■ **Work to complete**
When you repeat the entries, reproduce each line exactly and omit every picture.

Dataset items
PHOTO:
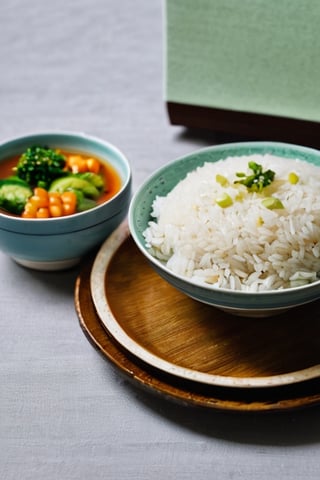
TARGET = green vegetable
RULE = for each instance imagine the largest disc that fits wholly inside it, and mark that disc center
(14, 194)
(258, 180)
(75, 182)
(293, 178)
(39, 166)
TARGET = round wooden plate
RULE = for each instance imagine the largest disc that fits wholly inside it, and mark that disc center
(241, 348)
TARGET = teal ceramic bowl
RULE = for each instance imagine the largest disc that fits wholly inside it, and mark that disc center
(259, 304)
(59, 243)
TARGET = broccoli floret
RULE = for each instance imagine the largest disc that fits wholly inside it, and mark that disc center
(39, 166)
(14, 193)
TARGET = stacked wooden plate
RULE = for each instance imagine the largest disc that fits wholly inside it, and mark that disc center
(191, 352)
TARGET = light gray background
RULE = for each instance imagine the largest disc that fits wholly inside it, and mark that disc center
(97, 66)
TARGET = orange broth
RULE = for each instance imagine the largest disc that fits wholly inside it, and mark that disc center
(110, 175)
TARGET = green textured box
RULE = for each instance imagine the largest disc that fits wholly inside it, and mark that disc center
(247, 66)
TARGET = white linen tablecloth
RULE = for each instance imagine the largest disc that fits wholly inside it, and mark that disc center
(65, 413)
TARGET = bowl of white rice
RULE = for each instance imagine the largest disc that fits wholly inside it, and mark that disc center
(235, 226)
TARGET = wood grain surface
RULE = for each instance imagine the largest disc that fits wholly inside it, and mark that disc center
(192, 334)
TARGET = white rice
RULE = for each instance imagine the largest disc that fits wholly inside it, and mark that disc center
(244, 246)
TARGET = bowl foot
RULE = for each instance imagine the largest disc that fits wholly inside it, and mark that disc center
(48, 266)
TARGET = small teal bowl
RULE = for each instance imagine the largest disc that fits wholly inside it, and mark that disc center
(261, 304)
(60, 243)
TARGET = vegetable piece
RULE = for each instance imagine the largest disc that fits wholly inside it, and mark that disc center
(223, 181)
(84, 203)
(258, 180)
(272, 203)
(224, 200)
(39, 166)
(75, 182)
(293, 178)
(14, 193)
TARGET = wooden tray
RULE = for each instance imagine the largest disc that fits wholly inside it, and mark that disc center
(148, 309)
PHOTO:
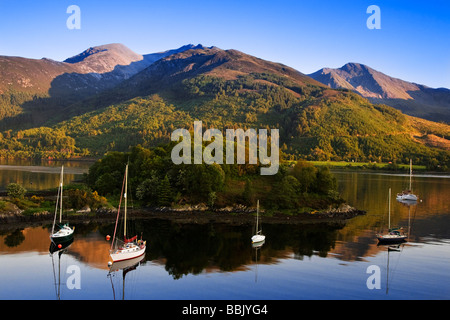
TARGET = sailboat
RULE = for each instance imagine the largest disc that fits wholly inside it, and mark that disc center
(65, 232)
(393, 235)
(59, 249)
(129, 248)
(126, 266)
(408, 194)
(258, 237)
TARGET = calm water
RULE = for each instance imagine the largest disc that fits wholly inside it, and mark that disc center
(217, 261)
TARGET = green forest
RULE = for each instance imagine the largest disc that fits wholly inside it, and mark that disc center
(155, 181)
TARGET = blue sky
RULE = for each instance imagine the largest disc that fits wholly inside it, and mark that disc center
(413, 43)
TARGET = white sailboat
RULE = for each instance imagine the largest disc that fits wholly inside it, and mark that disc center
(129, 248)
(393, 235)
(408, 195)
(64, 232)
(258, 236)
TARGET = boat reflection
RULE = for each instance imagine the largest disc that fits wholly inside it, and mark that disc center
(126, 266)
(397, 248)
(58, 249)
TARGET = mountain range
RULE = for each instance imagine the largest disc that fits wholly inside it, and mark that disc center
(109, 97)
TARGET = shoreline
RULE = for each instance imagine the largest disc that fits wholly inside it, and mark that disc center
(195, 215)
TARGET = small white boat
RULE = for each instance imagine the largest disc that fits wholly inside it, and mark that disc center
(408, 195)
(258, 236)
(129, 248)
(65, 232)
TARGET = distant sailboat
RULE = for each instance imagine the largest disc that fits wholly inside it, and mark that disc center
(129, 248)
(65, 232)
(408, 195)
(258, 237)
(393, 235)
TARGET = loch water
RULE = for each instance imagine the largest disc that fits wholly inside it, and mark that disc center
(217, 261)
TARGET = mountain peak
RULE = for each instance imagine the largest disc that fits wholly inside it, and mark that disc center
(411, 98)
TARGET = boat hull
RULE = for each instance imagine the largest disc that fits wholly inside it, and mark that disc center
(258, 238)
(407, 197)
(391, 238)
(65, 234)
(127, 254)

■ **Task solution**
PHOTO:
TARGET = green vegetable
RULE = for each instance imagine the largest disc that fits wholly inside it, and mark that disc center
(14, 194)
(258, 180)
(75, 182)
(293, 178)
(39, 166)
TARGET = round wooden plate
RULE = for each instance imagine the largest disc that fits wholly inside it, and mark that disc center
(241, 348)
TARGET = teal ceramic bowl
RULE = for each instance imagine the largest disc that fits wholly inside it, and mark that disc center
(259, 304)
(59, 243)
TARGET = broccoli floret
RULE = for each instance imagine the largest disc that fits wholly inside it, and mark that disc center
(39, 166)
(14, 193)
TARGET = stacked wooden plate
RULE = for each instance imagine the largest disc that fits wholly inside it, and mark that disc center
(191, 352)
TARGET = light gray background
RULE = for each instance imagine the largest disc that fits wholly inside it, and mark that disc center
(97, 66)
TARGET = orange broth
RULE = for each instance imagine the largest disc that fits wholly inside it, and mark that disc center
(110, 175)
TARGET = green textured box
RULE = for each instance imagine the largest disc that fits wholly inside it, and mark that disc center
(247, 66)
TARGET = white linen tablecloth
RULE = for each instance imagine the largest disc that fits wholly inside it, and mark that disc center
(65, 413)
TARGET = bowl of white rice
RULE = for each instance imagine the largest disc that fits wholly inside it, and mark that disc center
(235, 226)
TARGET = wood grain surface
RULE = for each instance imagine the largest disc that fits wholly inside it, and mark that disc center
(192, 334)
TARGET = white rice
RULE = for each instance imagine the largest disc that fits wholly inside it, and mark that disc center
(244, 246)
TARGET = bowl foot
RULE = for each instance imagine the largest disc that fits wholly inside it, and mark that disc center
(48, 266)
TARGET = small teal bowl
RULE = for each instance imagine the largest disc that fits wholly inside it, and mark that disc center
(261, 304)
(60, 243)
TARGET = vegetable piece
RULE = for each instance imagine the largest disc that fits wholly inside it, and mark that disc center
(223, 181)
(84, 203)
(258, 180)
(272, 203)
(224, 200)
(39, 166)
(75, 182)
(293, 178)
(14, 193)
TARGET = wooden tray
RULE = for each instance imagine the largest disc that fits wholly inside it, and mark that disc center
(148, 309)
PHOTO:
TARGET = sailboat
RULE = for each instance imagine the largest disc that fits wholly inside it, and mark that disc center
(65, 232)
(393, 235)
(59, 249)
(129, 248)
(126, 266)
(408, 194)
(258, 237)
TARGET = calm water
RULE = for each instance imagine the largest disc that fits wholly inside it, and mark that disc center
(217, 261)
TARGET = green forest
RULE = for each instance imagine the largest disc that fits wholly inside it, and mark that disc center
(155, 181)
TARGET = blue sky
RULE = for each instance imagine the largest disc that fits wholly inside it, and mark that disc center
(413, 43)
TARGET = white sailboat
RULE = for each instance imagine the largest disc that fits wholly inside it, and mark that disc center
(129, 248)
(393, 235)
(408, 195)
(64, 232)
(258, 236)
TARGET = boat reflection
RULE = for each instance imagine the largest disc that fits wholly inside it, and mark that disc center
(126, 266)
(397, 248)
(58, 249)
TARGET = mountain range
RULE = for each instance imagine the largest disc that fits wholly inside it, and mark that disc center
(109, 97)
TARGET = shoreline
RULE = for each instance imagine the largest disc that fits wholly inside it, and mark that disc center
(195, 215)
TARGET = small white boat
RULE = for each instance imagine the largest disc that fits wholly inside it, and mark that disc center
(408, 195)
(258, 236)
(129, 248)
(65, 232)
TARGET = distant sailboat
RULE = for each instance imagine the largest disc that fits wholly inside it, and mark that disc center
(129, 248)
(65, 232)
(408, 195)
(258, 237)
(393, 235)
TARGET = loch water
RULE = for each instance imagine the largest disc that fits wholly inside it, and mark that disc center
(217, 261)
TARGET = mountain peak
RULE = for each instance imagine the largest disc that fits wholly inside it, and mark that disc center
(411, 98)
TARGET = boat hull
RULE = for each instance imagine the largest disc that fits wholly inside it, and mark that disc center
(258, 238)
(407, 197)
(391, 238)
(65, 234)
(127, 254)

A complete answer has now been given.